• [Given task] Take the data that follows and retype it word for word.

• [Excerpted data]
_ _ _

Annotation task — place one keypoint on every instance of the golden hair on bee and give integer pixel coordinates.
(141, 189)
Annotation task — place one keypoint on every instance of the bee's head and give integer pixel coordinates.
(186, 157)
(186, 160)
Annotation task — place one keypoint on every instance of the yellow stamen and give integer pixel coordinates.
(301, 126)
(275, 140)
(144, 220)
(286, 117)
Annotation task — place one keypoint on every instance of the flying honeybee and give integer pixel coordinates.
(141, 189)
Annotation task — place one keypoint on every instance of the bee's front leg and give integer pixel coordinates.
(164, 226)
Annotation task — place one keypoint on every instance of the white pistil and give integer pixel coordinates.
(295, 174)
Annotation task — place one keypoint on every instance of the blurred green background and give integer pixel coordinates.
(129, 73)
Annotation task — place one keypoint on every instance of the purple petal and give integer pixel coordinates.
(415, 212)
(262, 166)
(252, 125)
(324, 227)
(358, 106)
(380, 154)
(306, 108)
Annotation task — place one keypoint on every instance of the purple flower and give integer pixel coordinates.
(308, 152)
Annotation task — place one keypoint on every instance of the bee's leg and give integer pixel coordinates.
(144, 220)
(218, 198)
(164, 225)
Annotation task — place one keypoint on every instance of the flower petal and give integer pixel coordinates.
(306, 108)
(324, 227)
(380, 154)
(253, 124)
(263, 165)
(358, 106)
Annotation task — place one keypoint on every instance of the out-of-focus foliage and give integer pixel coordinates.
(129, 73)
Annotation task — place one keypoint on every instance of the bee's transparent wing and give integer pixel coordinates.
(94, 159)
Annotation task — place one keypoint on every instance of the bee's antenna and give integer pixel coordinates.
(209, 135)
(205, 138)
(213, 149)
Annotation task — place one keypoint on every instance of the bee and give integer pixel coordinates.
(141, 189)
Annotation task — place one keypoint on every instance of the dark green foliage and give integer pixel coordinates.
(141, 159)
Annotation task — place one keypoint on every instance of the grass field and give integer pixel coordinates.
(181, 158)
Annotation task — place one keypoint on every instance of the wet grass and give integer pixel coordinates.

_ _ _

• [Result for this task]
Annotation task — place one keypoint on every instance of the golden hair on bee and give integer pixel coordinates.
(141, 189)
Annotation task — place one keypoint on every instance of the bee's head and give integer pixel coordinates.
(186, 157)
(186, 160)
Annotation task — place one keypoint on every instance of the yellow stamen and give integer pixel coordinates.
(301, 126)
(275, 140)
(144, 220)
(286, 117)
Annotation task — place one keypoint on every instance of the flying honeybee and give integer pixel coordinates.
(141, 189)
Annotation task — place one keypoint on every instance of the bee's front leg and give integer pixel coordinates.
(164, 226)
Annotation task — place one keypoint on every instance of the white pistil and give integer pixel coordinates.
(295, 174)
Annotation task — place one keypoint on every instance of the blurred green background and give integer pixel coordinates.
(129, 73)
Annotation task — place one keypoint on every instance of the purple petal and give integer pixel coordinates.
(415, 212)
(262, 166)
(252, 125)
(324, 227)
(358, 106)
(380, 154)
(306, 108)
Annotation task — place one keypoint on every instance of the purple flower and give integer pixel coordinates.
(308, 152)
Annotation task — place one keypoint on every instance of the bee's leg and give integer pixel coordinates.
(144, 220)
(218, 198)
(164, 225)
Annotation task — place one keypoint on every instance of the flower petal and give integer pixel coordinates.
(306, 108)
(324, 227)
(380, 154)
(253, 124)
(263, 165)
(358, 106)
Annotation task — place one keypoint on every instance of the out-of-focus foliage and give integer pixel coordinates.
(129, 73)
Annotation task — place one keypoint on every instance of the bee's transparent wing and give integer pixel coordinates.
(94, 159)
Annotation task — place one keypoint on every instance of the bee's antenna and give integer pixel coordinates.
(209, 135)
(205, 138)
(213, 149)
Annotation task — place one keypoint on every instance of the bee and give integer pixel coordinates.
(141, 189)
Annotation task — place one keypoint on every instance of the dark green foliage and give integer pixel coordinates.
(141, 159)
Annotation task — place one keypoint on every instance of the grass field and give integer pixel coordinates.
(181, 158)
Annotation task — place one keypoint on every instance of the wet grass and give integer pixel coordinates.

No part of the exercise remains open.